### Given passage

The following gives a quick overview of C concepts most relevant to Project 2.
We recommend you familiarize yourself with other detailed C resources. Some great examples are:
Function declarations include a function's name, the type of the data it returns, and its arguments.
void hello() // This function's return type is "void", meaning it returns nothing.
int add(int a, int b) // This function returns an integer, and takes in two integers a and b.
char *gets(char *s) // This function returns a char pointer, and takes in one as an arg.
Function definitions provides the actual body of a declared function.
void hello(){
printf("Goodbye!");
return; // Returns nothing; it's void!
}
int add(int a, int b) {
int c = a + b;
return c; // Returns a single integer.

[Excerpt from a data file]
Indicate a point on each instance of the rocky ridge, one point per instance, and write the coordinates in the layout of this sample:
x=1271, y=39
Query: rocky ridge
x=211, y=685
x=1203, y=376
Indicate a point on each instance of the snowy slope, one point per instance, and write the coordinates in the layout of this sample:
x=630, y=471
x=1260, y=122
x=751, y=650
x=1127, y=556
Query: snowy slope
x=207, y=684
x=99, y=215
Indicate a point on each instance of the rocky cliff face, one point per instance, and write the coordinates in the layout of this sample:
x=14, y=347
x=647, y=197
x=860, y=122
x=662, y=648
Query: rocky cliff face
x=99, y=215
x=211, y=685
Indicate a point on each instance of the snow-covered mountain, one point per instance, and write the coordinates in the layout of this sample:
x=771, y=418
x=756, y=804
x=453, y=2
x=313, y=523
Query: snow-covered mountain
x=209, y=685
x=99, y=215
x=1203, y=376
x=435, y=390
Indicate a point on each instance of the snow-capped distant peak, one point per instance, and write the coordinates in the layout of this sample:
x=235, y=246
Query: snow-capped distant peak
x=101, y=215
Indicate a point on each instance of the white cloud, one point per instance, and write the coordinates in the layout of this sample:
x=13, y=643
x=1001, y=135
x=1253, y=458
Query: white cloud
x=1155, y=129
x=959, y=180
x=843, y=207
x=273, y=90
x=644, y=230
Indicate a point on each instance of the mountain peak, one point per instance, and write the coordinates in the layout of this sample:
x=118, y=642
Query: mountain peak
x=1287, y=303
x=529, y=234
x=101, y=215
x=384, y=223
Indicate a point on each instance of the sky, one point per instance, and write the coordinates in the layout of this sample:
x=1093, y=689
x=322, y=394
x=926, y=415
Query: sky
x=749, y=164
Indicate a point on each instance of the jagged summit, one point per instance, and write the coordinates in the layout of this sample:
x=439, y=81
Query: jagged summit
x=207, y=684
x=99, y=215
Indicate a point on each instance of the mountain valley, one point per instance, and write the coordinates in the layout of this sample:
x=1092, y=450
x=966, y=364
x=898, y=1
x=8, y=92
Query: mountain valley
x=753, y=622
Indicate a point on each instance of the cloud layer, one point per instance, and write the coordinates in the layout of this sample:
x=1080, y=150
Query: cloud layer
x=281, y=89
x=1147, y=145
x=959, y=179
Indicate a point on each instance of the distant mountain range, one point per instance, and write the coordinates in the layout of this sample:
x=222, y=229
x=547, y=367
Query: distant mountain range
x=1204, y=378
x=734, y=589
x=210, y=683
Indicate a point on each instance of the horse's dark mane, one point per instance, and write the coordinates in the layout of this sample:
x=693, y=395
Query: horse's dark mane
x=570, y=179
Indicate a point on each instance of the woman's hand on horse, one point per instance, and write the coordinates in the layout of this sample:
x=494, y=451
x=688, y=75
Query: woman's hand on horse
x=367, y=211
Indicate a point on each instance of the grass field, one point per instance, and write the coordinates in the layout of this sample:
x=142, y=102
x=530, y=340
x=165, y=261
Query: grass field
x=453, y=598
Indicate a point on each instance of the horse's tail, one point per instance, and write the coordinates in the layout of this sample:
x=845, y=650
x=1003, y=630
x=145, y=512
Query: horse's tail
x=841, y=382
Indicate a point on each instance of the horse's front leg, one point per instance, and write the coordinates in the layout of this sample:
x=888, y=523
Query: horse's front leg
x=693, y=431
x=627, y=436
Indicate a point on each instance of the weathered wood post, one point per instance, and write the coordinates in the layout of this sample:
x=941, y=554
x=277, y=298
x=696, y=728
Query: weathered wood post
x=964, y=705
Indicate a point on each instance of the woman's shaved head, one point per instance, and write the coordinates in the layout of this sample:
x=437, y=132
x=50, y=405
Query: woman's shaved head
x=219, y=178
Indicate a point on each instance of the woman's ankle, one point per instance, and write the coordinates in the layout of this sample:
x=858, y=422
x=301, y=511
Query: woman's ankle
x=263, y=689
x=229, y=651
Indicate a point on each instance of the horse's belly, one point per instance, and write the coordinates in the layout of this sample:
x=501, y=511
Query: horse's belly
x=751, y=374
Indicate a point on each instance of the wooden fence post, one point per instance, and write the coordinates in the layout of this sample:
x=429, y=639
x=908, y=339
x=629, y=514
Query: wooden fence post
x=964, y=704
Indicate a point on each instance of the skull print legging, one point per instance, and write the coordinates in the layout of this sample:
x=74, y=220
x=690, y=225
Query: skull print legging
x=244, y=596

### Set problem 1
Answer these from the C overview:
(a) What return type is given for the function hello, and what does that type mean?
(b) What does the function gets return?
(c) What text does the definition of hello print?
### Set problem 2
Duplicate the part of the C overview that opens with the words containing "The following gives" and closes with "a single integer.".
Nothing in the listing is needed for the work here.

### Full answer 1
(a) Its return type is void, meaning it returns nothing.
(b) It returns a char pointer.
(c) It prints "Goodbye!".

### Full answer 2
The following gives a quick overview of C concepts most relevant to Project 2.
We recommend you familiarize yourself with other detailed C resources. Some great examples are:
Function declarations include a function's name, the type of the data it returns, and its arguments.
void hello() // This function's return type is "void", meaning it returns nothing.
int add(int a, int b) // This function returns an integer, and takes in two integers a and b.
char *gets(char *s) // This function returns a char pointer, and takes in one as an arg.
Function definitions provides the actual body of a declared function.
void hello(){
printf("Goodbye!");
return; // Returns nothing; it's void!
}
int add(int a, int b) {
int c = a + b;
return c; // Returns a single integer.